**AIM:** Write each line exactly, from the line that holds "Where can you spot the snake's eye?" through the final line of the material, and no other line.

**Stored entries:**
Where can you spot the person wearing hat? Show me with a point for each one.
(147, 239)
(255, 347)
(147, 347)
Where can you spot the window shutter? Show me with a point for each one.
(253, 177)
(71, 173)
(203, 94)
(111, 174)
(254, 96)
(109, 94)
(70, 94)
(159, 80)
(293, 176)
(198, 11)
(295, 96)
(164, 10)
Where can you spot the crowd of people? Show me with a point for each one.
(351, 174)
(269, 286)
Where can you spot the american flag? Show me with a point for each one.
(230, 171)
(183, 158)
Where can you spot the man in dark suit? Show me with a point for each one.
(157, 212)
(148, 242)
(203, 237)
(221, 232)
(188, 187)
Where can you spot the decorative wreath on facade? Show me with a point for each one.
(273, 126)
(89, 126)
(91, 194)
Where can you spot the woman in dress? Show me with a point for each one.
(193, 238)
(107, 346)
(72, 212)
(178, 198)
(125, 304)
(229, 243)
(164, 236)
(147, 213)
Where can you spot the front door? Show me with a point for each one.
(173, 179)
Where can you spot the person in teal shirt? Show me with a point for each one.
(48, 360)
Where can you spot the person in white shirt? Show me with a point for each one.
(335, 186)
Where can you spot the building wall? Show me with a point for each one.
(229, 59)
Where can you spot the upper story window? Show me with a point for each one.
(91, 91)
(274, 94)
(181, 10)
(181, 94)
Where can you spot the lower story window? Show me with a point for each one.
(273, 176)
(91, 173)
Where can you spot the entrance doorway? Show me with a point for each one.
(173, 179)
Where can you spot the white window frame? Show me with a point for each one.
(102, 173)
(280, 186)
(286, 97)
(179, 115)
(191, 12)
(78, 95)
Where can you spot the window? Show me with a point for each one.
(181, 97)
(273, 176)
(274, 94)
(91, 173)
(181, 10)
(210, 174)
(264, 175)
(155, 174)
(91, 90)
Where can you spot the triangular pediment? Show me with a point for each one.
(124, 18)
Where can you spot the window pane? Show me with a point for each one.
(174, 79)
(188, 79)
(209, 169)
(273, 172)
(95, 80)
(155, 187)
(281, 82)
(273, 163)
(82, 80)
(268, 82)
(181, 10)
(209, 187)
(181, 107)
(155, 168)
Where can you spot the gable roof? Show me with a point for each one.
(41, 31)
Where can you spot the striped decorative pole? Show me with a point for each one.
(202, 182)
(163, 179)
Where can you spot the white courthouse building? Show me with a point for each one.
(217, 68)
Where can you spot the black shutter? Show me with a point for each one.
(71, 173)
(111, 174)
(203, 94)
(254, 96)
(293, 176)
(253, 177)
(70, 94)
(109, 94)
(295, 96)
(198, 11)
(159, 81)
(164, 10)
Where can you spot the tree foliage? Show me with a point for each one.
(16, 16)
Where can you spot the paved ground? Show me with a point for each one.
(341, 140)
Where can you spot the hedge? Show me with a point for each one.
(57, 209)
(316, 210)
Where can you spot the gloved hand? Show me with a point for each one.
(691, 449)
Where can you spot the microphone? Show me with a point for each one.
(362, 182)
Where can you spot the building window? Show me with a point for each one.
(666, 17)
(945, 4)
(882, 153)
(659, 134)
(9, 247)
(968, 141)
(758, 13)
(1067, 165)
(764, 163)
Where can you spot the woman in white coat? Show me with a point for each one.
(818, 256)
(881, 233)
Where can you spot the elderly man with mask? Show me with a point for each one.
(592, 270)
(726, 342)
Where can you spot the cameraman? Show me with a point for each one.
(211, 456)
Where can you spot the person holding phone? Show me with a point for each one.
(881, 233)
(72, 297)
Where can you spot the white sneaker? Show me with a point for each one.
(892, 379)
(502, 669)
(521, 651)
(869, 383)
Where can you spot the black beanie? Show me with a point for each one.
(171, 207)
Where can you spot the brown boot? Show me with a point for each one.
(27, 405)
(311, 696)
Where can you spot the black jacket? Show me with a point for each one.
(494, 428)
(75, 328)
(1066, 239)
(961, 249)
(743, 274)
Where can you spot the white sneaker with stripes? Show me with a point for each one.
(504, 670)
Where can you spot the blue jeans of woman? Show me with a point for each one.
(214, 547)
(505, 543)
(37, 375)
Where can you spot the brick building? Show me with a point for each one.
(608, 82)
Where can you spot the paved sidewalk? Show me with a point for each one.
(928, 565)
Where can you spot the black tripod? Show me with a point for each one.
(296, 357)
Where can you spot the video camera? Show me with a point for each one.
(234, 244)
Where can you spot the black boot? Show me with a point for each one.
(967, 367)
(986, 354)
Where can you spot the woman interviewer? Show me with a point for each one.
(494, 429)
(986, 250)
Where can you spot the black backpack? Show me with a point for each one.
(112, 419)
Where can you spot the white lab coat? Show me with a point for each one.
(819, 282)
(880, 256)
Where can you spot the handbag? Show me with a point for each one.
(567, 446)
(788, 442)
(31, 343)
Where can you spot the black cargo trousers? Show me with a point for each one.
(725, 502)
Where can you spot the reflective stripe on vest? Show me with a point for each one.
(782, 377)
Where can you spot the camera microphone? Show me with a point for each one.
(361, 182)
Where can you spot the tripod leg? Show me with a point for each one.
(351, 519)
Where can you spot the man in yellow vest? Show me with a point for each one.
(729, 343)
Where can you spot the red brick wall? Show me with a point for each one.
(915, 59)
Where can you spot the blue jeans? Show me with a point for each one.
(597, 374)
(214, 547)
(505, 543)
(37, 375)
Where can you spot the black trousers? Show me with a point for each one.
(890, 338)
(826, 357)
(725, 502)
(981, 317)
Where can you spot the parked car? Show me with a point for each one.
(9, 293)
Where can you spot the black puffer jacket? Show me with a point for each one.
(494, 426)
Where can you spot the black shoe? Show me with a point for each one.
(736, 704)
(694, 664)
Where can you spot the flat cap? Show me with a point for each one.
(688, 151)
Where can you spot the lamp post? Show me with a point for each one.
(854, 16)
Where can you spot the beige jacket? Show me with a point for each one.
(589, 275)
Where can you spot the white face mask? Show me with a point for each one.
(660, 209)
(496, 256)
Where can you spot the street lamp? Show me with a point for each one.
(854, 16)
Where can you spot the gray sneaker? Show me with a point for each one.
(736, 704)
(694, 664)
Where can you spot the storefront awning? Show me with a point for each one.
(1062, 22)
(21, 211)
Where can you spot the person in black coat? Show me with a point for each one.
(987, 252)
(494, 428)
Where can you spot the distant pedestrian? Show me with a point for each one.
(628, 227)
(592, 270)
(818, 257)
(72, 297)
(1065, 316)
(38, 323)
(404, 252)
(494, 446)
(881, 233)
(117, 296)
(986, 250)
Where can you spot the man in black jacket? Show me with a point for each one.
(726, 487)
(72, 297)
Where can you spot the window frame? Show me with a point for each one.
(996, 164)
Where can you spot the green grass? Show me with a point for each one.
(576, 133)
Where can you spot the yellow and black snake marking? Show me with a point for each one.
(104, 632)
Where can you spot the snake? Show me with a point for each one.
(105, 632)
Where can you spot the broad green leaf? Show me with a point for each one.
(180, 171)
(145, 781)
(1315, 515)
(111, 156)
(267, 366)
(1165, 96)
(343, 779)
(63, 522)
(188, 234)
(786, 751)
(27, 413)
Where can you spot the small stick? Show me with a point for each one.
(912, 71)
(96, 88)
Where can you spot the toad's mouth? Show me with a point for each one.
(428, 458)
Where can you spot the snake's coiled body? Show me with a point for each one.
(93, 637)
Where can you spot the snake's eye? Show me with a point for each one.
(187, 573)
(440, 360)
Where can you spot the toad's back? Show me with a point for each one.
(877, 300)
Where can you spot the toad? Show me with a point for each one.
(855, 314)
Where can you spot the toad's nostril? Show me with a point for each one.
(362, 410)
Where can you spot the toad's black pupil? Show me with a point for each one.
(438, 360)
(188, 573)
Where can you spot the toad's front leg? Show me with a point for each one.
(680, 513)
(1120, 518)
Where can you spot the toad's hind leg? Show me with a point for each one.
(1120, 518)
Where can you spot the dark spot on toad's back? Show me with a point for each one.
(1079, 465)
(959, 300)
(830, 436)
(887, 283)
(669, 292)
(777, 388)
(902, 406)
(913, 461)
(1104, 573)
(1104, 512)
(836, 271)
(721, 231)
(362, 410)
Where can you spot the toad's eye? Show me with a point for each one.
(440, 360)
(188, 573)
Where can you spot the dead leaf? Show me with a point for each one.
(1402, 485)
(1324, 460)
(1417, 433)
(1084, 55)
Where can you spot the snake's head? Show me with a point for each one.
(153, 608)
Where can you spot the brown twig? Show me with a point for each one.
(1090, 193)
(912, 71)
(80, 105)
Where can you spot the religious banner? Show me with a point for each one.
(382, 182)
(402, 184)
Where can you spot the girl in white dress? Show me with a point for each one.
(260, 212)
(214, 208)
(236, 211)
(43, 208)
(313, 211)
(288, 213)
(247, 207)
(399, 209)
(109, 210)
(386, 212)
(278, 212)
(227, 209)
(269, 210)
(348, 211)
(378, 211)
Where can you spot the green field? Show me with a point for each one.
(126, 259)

**THE OUTPUT:**
Where can you spot the snake's eye? Show me with a point for each one.
(187, 573)
(440, 360)
Where can you spot the toad's back? Show me with a point for each one.
(877, 300)
Where can you spot the toad? Show me with a point for each one.
(855, 314)
Where can you spot the toad's nostril? Show me with a point for each one.
(362, 410)
Where can you spot the toad's black pupil? Show me with a point for each one.
(438, 360)
(188, 573)
Where can you spot the toad's front leg? Show me with a point for each one.
(680, 513)
(1120, 518)
Where can you spot the toad's hind leg? Show me with a point for each one.
(1120, 518)
Where can you spot the dark spot on toad's back? Show me with a point for each one.
(1079, 465)
(959, 300)
(830, 436)
(887, 283)
(669, 292)
(777, 388)
(902, 406)
(913, 461)
(1104, 573)
(1104, 512)
(836, 271)
(721, 231)
(362, 410)
Where can you spot the toad's eye? Show me with a point for each one.
(440, 360)
(188, 573)
Where can you spot the dead leaf? Show me with a point for each one.
(1402, 485)
(1324, 460)
(1417, 433)
(1084, 55)
Where can you spot the snake's head? Show me with a point for each one.
(153, 608)
Where can you spot the brown twig? Show me with a point for each one.
(1090, 193)
(912, 71)
(80, 105)
Where can you spot the religious banner? Show me with a point for each one.
(382, 182)
(402, 184)
Where can you spot the girl in white dress? Show me with a point for each one.
(260, 212)
(214, 208)
(236, 211)
(43, 208)
(313, 211)
(288, 213)
(247, 207)
(399, 209)
(109, 210)
(386, 212)
(278, 212)
(227, 209)
(269, 210)
(348, 211)
(378, 211)
Where can you spot the green field? Show me with a point for each one.
(126, 259)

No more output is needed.